● **Point-per-instance localization data**
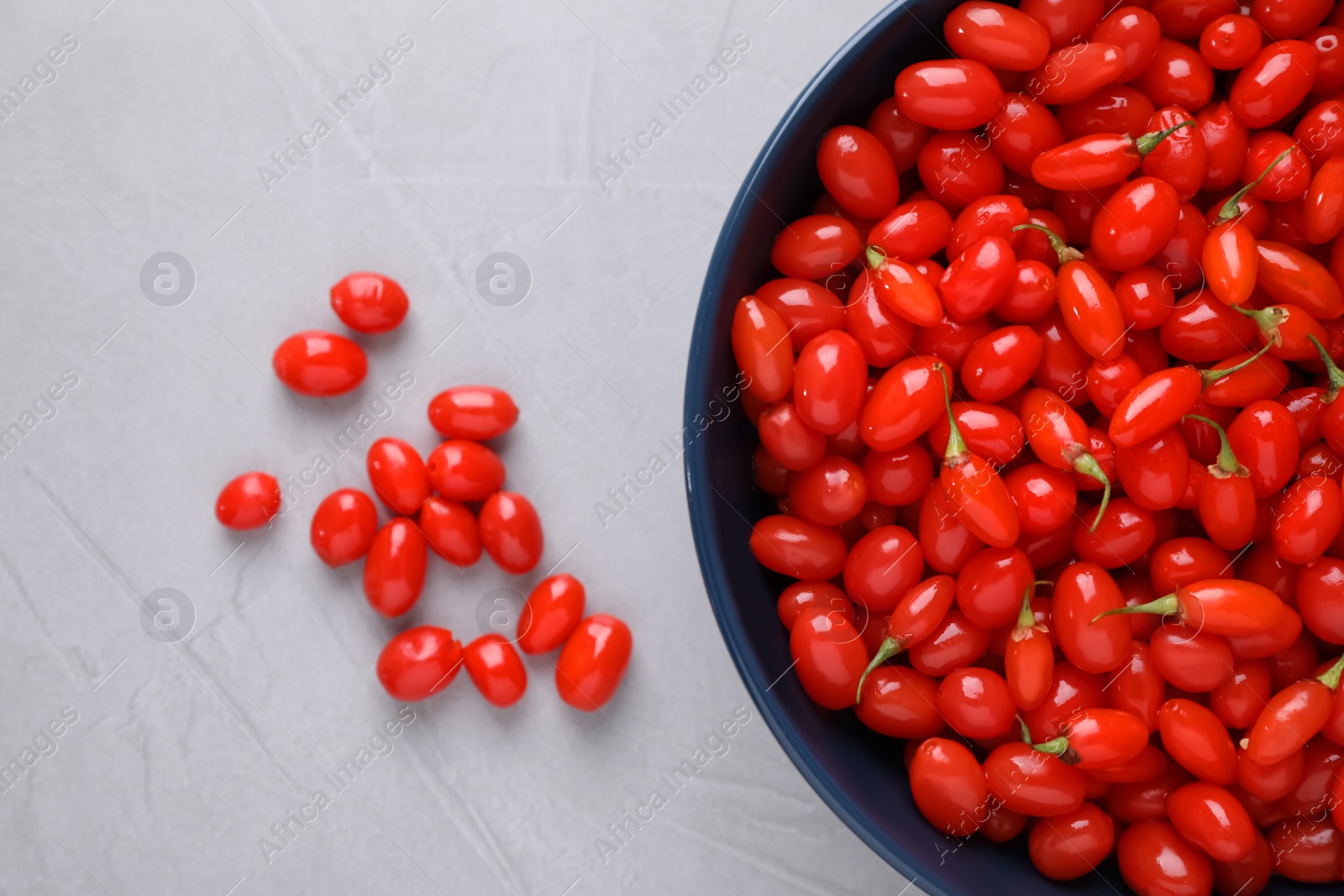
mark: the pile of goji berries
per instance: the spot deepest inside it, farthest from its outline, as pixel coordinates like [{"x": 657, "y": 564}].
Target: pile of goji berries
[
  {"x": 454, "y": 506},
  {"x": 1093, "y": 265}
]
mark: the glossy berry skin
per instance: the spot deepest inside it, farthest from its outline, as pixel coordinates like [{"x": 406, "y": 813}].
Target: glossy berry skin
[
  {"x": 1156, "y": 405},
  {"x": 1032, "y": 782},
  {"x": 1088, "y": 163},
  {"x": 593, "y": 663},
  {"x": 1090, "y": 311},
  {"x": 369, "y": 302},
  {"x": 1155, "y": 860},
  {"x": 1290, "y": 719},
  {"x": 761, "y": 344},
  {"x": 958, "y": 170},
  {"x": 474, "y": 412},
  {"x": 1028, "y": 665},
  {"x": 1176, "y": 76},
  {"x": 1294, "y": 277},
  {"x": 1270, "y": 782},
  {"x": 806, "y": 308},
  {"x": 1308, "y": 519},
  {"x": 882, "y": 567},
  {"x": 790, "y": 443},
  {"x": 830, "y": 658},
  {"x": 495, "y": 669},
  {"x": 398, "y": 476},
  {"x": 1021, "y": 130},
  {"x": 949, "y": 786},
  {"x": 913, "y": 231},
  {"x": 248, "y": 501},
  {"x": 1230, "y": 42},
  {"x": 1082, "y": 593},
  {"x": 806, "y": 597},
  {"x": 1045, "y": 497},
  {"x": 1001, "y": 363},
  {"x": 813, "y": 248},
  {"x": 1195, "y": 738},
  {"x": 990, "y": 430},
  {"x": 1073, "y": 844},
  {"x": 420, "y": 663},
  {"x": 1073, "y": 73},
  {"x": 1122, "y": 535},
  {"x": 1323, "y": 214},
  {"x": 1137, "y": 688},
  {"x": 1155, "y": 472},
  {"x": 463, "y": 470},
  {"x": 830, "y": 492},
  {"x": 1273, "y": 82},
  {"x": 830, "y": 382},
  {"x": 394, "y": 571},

● **EXERCISE AIM**
If a line contains the word "pixel", it counts; please state how many such lines the records above have, and nothing more.

● **ANSWER TO THE PROBLEM**
2